### ARTICLE
>>>

Georges Paczynski aurait 80 ans !
Ce jeudi 30 Mars, au Sunside, le batteur-pédagogue-écrivain Georges Paczynski fêtait ses 80 ans entouré de ses élèves, anciens élèves, amis et fans.
Ce soir-là, un premier anniversaire m’avait tiré de ma banlieue, les 50 ans de Frédéric Maurin, fondateur de Ping Machine et directeur artistique de l’actuelle et exceptionnelle édition de l’Orchestre national de jazz. Dans la partie privatisée d’un bar du 19e arrondissement, nous plaisantions sur nos âges, Fred 50 ans, Arnaud Merlin filant cette année vers ses 60 ans, tout comme moi vers mes 70. Le contrebassiste Raphaël Schwab (pas même 30) vint prendre congé, annonçant qu’il se rendait au Sunside où il était attendu pour célébrer les 80 ans de Georges Paczynski.

<<<

### CONSIGNE A
Pouvez-vous recopier, dans l'article sur Georges Paczynski, le passage qui va de « Georges Paczynski aurait » jusqu'à « de Georges Paczynski. » inclus ?
L'article et les enregistrements constituent deux documents indépendants l'un de l'autre.

### DONNÉES FOURNIES
>>>

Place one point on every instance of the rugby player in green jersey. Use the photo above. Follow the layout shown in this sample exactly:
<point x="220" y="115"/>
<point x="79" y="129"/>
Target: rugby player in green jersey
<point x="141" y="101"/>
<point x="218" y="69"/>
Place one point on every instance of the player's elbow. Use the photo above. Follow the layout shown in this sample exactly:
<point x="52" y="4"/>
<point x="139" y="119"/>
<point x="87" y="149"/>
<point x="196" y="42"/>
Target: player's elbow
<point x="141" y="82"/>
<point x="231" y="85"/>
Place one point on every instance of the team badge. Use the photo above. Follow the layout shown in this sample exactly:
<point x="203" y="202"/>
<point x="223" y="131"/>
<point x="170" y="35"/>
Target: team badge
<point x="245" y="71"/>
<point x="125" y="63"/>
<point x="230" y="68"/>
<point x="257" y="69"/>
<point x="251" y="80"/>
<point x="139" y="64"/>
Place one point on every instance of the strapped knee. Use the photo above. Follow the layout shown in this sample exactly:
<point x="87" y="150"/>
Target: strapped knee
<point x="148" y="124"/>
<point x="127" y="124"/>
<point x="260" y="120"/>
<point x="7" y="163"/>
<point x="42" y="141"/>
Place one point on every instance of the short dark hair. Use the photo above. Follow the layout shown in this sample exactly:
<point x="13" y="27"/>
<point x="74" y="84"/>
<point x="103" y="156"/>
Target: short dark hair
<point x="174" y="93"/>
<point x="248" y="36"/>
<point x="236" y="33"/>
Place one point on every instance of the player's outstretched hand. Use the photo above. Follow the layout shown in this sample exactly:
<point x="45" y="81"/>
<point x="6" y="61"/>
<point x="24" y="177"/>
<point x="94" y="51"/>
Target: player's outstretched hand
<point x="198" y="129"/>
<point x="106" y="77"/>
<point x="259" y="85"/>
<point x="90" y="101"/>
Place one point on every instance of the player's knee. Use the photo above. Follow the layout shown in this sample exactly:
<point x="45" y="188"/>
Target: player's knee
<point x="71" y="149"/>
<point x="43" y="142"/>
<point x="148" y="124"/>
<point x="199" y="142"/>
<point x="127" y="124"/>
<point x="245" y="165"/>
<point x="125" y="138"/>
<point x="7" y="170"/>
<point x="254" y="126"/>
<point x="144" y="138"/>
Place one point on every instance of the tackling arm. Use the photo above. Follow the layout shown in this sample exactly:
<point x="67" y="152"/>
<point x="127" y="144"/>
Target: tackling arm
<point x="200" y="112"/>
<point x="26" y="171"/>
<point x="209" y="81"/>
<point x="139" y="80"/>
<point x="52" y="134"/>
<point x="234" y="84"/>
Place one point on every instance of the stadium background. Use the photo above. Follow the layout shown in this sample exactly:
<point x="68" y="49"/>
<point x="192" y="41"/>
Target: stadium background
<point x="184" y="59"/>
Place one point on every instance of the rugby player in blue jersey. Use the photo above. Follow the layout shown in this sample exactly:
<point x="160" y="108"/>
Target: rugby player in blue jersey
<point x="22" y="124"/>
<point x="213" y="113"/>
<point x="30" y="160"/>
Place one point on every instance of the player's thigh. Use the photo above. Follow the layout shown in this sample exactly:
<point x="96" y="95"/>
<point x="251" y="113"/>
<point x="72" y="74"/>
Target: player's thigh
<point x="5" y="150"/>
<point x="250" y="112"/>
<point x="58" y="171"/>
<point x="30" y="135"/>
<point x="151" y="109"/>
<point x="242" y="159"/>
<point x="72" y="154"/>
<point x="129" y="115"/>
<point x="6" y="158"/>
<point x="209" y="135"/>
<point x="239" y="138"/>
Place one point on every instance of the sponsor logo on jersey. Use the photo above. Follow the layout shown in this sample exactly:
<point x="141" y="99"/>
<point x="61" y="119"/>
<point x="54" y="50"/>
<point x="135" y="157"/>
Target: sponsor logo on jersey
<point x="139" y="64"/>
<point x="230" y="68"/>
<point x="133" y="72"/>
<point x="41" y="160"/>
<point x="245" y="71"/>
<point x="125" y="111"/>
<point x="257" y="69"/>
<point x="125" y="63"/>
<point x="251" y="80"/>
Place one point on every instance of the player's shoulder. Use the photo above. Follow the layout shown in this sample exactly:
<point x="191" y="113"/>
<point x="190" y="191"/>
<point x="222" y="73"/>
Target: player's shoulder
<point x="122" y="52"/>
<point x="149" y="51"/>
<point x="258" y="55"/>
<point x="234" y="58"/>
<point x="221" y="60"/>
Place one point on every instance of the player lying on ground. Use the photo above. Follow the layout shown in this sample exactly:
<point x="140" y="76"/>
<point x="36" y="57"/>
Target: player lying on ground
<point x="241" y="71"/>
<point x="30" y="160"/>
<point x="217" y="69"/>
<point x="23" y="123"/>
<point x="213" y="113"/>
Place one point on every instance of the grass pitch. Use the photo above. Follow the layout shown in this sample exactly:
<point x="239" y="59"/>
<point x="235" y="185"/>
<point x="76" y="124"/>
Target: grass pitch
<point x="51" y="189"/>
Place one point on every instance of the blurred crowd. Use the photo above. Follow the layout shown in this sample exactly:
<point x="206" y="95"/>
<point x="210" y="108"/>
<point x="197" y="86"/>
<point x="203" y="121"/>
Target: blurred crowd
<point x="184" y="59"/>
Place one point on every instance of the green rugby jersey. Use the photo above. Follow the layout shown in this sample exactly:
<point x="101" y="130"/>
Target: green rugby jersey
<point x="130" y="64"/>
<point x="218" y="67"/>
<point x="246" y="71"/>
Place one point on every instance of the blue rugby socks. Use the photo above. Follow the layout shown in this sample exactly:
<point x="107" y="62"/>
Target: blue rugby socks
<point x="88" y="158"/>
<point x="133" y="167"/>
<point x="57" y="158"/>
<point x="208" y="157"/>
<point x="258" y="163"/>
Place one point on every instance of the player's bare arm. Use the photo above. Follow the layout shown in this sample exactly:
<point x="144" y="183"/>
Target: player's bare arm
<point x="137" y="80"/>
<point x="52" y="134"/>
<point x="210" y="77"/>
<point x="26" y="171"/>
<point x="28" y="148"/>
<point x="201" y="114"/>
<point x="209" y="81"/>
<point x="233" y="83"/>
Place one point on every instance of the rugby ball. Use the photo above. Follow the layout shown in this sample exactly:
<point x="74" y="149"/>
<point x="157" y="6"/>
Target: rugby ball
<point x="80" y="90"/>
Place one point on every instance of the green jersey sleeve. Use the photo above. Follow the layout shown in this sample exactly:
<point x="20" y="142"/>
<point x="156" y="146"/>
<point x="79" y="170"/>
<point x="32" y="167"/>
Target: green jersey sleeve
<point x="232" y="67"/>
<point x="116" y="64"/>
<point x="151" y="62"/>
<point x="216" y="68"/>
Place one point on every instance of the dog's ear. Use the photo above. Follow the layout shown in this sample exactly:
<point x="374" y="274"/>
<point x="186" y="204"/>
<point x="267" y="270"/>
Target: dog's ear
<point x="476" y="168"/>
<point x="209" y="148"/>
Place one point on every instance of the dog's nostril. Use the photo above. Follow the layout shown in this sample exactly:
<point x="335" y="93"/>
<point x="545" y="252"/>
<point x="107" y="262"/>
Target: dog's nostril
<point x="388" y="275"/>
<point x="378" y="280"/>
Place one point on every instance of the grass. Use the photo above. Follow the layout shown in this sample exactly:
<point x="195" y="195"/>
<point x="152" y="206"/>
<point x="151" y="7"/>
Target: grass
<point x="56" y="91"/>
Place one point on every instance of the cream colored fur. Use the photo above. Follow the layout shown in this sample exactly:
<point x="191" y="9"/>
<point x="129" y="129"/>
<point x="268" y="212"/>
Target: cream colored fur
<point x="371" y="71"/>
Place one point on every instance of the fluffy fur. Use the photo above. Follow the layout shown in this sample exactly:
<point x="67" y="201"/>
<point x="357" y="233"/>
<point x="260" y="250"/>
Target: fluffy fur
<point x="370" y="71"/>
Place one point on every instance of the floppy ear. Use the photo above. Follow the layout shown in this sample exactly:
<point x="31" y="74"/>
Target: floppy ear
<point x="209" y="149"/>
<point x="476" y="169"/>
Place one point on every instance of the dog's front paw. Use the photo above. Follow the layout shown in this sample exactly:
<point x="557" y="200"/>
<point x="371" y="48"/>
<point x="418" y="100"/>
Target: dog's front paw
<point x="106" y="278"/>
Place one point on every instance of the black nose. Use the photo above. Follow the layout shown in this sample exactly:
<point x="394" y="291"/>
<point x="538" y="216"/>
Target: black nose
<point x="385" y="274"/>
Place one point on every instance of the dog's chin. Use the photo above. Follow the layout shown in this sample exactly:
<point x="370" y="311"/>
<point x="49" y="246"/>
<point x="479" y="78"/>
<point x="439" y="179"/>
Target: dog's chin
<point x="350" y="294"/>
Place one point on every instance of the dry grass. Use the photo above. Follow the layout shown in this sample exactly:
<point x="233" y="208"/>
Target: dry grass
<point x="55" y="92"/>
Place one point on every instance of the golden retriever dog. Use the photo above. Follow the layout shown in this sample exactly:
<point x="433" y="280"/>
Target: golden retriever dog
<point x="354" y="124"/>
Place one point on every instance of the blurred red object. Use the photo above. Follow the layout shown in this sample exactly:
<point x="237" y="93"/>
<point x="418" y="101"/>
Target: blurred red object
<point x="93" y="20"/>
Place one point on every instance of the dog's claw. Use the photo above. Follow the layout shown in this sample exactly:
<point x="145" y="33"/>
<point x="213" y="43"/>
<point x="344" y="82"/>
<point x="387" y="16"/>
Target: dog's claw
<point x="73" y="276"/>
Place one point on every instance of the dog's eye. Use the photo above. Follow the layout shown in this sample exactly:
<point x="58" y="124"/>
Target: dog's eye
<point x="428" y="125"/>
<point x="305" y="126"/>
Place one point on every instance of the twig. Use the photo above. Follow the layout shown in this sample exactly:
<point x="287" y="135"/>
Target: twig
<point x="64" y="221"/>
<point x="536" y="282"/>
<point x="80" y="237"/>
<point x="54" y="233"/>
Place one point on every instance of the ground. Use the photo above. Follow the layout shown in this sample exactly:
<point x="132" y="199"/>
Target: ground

<<<

### CONSIGNE B
Pouvez-vous réécrire uniquement le passage des enregistrements qui va de la ligne contenant « Place one point on every instance of the twig. » jusqu'à la fin des enregistrements, en substituant « template » à « sample » et en laissant tout le reste inchangé ?

### RÉPONSE DÉTAILLÉE A
Georges Paczynski aurait 80 ans !
Ce jeudi 30 Mars, au Sunside, le batteur-pédagogue-écrivain Georges Paczynski fêtait ses 80 ans entouré de ses élèves, anciens élèves, amis et fans.
Ce soir-là, un premier anniversaire m’avait tiré de ma banlieue, les 50 ans de Frédéric Maurin, fondateur de Ping Machine et directeur artistique de l’actuelle et exceptionnelle édition de l’Orchestre national de jazz. Dans la partie privatisée d’un bar du 19e arrondissement, nous plaisantions sur nos âges, Fred 50 ans, Arnaud Merlin filant cette année vers ses 60 ans, tout comme moi vers mes 70. Le contrebassiste Raphaël Schwab (pas même 30) vint prendre congé, annonçant qu’il se rendait au Sunside où il était attendu pour célébrer les 80 ans de Georges Paczynski.

### RÉPONSE DÉTAILLÉE B
Place one point on every instance of the twig. Use the photo above. Follow the layout shown in this template exactly:
<point x="287" y="135"/>
Target: twig
<point x="64" y="221"/>
<point x="536" y="282"/>
<point x="80" y="237"/>
<point x="54" y="233"/>
Place one point on every instance of the ground. Use the photo above. Follow the layout shown in this template exactly:
<point x="132" y="199"/>
Target: ground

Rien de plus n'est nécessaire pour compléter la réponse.